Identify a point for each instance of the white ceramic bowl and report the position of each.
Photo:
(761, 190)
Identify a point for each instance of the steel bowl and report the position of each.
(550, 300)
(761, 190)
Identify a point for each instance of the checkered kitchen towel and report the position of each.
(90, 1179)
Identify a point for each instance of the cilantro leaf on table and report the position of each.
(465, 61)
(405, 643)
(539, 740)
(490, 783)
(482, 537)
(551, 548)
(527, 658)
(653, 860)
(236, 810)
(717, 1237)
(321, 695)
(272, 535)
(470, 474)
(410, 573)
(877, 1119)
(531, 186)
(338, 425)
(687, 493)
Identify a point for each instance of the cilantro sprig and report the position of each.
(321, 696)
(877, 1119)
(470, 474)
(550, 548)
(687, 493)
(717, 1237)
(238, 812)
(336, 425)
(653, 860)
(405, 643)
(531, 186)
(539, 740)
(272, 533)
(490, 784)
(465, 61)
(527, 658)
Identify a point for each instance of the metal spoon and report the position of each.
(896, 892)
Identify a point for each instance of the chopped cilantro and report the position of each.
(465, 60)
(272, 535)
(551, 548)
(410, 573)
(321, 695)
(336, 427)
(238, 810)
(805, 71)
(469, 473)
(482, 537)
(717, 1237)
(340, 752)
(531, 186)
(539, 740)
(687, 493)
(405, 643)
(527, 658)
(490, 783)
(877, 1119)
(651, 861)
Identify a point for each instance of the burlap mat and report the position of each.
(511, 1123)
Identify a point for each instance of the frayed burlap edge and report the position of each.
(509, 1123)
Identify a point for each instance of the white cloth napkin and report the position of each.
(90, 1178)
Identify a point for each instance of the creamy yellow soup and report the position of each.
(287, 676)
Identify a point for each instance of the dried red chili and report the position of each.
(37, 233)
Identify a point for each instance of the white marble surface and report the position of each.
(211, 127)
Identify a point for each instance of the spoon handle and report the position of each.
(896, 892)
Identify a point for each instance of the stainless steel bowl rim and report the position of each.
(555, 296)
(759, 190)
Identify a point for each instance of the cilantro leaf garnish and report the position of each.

▶ WRITTEN REQUEST
Rewrite all of the rows above, substituting "occurrence" for every occurrence of "instance" and leaving everything else unchanged.

▶ COMPLETE RESPONSE
Identify a point for each occurrence of the white ceramic bowl and report the position of each.
Photo:
(761, 190)
Identify a point for each occurrence of the steel bowl and report the position of each.
(550, 300)
(761, 190)
Identify a point for each occurrence of the checkered kitchen towel and report the position of each.
(90, 1179)
Identify a point for each occurrence of the cilantro leaf on table and report the position of each.
(465, 61)
(405, 643)
(539, 740)
(490, 783)
(482, 537)
(551, 548)
(527, 658)
(653, 860)
(236, 810)
(717, 1237)
(321, 695)
(272, 535)
(470, 474)
(410, 573)
(877, 1119)
(531, 186)
(338, 425)
(687, 493)
Identify a point for each occurrence of the cilantro sprig and report the position of each.
(321, 696)
(877, 1119)
(470, 474)
(550, 548)
(687, 493)
(717, 1237)
(238, 812)
(336, 425)
(653, 860)
(405, 643)
(531, 186)
(539, 740)
(272, 533)
(490, 784)
(465, 61)
(527, 658)
Identify a point for each occurrence of the metal spoon and report the position of each.
(896, 892)
Identify a point for each occurrence of the chopped cilantro and report the position of each.
(465, 60)
(272, 535)
(551, 548)
(410, 573)
(321, 695)
(336, 427)
(238, 810)
(805, 71)
(469, 473)
(482, 537)
(717, 1237)
(340, 752)
(531, 186)
(539, 740)
(687, 493)
(405, 643)
(527, 658)
(490, 783)
(877, 1119)
(651, 861)
Identify a point for each occurrence of the burlap mat and report the position of each.
(511, 1123)
Identify a point for each occurrence of the frayed burlap edge and report the position of each.
(509, 1123)
Identify a point for each occurrence of the white cloth napkin and report the position of each.
(90, 1178)
Identify a point for each occurrence of the creamy yellow soup and report the position of each.
(287, 676)
Identify a point for each occurrence of the dried red chili and report the position of each.
(37, 233)
Identify a point for each occurrence of the white marble surface and report the position of each.
(211, 127)
Identify a point for each occurrence of the spoon handle and report the position of each.
(896, 892)
Identify a point for each occurrence of the stainless steel bowl rim and report the position of each.
(555, 296)
(759, 190)
Identify a point for each occurrence of the cilantro leaf garnish and report the position of each.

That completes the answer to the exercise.